- Task statement: Write the data out again, exactly as given.

-.-.-

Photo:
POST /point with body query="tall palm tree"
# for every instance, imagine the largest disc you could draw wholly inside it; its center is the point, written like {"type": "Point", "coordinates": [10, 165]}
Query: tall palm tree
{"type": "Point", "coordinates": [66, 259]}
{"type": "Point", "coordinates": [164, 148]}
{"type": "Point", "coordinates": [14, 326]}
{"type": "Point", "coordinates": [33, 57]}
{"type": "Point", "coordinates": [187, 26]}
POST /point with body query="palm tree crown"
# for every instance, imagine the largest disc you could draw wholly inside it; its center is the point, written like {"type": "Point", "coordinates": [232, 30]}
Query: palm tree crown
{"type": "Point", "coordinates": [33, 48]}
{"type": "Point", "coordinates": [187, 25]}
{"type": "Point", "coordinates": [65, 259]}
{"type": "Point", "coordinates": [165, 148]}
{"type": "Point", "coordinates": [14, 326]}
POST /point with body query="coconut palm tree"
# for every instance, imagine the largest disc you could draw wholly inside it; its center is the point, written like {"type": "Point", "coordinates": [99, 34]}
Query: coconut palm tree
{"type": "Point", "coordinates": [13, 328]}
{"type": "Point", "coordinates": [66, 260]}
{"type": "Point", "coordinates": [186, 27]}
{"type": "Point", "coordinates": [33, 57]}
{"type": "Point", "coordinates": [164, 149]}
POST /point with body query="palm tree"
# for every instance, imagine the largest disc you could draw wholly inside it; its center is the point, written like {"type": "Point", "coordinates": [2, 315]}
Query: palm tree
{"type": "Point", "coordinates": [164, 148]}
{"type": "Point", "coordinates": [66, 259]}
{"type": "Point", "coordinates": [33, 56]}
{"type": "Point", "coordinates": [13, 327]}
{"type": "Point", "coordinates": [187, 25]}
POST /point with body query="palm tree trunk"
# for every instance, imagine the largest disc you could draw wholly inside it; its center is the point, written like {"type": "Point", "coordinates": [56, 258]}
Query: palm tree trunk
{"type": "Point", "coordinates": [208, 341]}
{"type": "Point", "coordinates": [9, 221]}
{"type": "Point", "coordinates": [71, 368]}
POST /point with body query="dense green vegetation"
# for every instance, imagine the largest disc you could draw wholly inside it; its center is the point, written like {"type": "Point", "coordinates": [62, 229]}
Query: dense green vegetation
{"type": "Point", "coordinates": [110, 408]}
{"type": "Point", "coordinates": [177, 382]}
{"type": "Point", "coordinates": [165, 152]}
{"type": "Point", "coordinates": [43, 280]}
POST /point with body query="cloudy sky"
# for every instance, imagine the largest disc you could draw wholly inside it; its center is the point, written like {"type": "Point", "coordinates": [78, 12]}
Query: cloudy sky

-.-.-

- Output:
Photo:
POST /point with body query="tall palm tree"
# for every instance, imagine the largest disc you could draw wholly inside it; its center is the point, written like {"type": "Point", "coordinates": [10, 165]}
Query: tall palm tree
{"type": "Point", "coordinates": [66, 259]}
{"type": "Point", "coordinates": [164, 148]}
{"type": "Point", "coordinates": [14, 326]}
{"type": "Point", "coordinates": [33, 57]}
{"type": "Point", "coordinates": [187, 26]}
POST /point with body query="palm tree crown"
# for every instance, imagine the largest disc you could draw wholly inside it; its center is the point, written like {"type": "Point", "coordinates": [232, 30]}
Query: palm tree crown
{"type": "Point", "coordinates": [33, 48]}
{"type": "Point", "coordinates": [187, 25]}
{"type": "Point", "coordinates": [65, 259]}
{"type": "Point", "coordinates": [165, 148]}
{"type": "Point", "coordinates": [14, 326]}
POST /point with body query="coconut palm tree"
# for every instance, imagine the largest disc you could draw wholly inside it; its center is the point, written like {"type": "Point", "coordinates": [99, 34]}
Query: coconut palm tree
{"type": "Point", "coordinates": [13, 328]}
{"type": "Point", "coordinates": [66, 260]}
{"type": "Point", "coordinates": [186, 27]}
{"type": "Point", "coordinates": [33, 57]}
{"type": "Point", "coordinates": [164, 149]}
POST /point with body query="palm tree"
# for every instance, imagine the largest disc you could draw wholly inside it; its center is the point, written like {"type": "Point", "coordinates": [2, 315]}
Query: palm tree
{"type": "Point", "coordinates": [164, 148]}
{"type": "Point", "coordinates": [66, 259]}
{"type": "Point", "coordinates": [33, 56]}
{"type": "Point", "coordinates": [13, 327]}
{"type": "Point", "coordinates": [187, 25]}
POST /point with body query="palm tree trunk"
# for every instance, imagine the largest disc you could draw wholly inside it; its center is the point, written like {"type": "Point", "coordinates": [56, 258]}
Query: palm tree trunk
{"type": "Point", "coordinates": [208, 341]}
{"type": "Point", "coordinates": [9, 221]}
{"type": "Point", "coordinates": [71, 368]}
POST /point with body query="dense green vegetation"
# for every instance, imagine the largest disc you could draw wholly inside it; its center is the point, written like {"type": "Point", "coordinates": [62, 229]}
Query: dense green vegetation
{"type": "Point", "coordinates": [110, 408]}
{"type": "Point", "coordinates": [177, 382]}
{"type": "Point", "coordinates": [165, 152]}
{"type": "Point", "coordinates": [43, 280]}
POST /point with body query="cloudy sky"
# for every instance, imagine the largest disc you could draw wholly inside it; its center is the point, written like {"type": "Point", "coordinates": [78, 12]}
Query: cloudy sky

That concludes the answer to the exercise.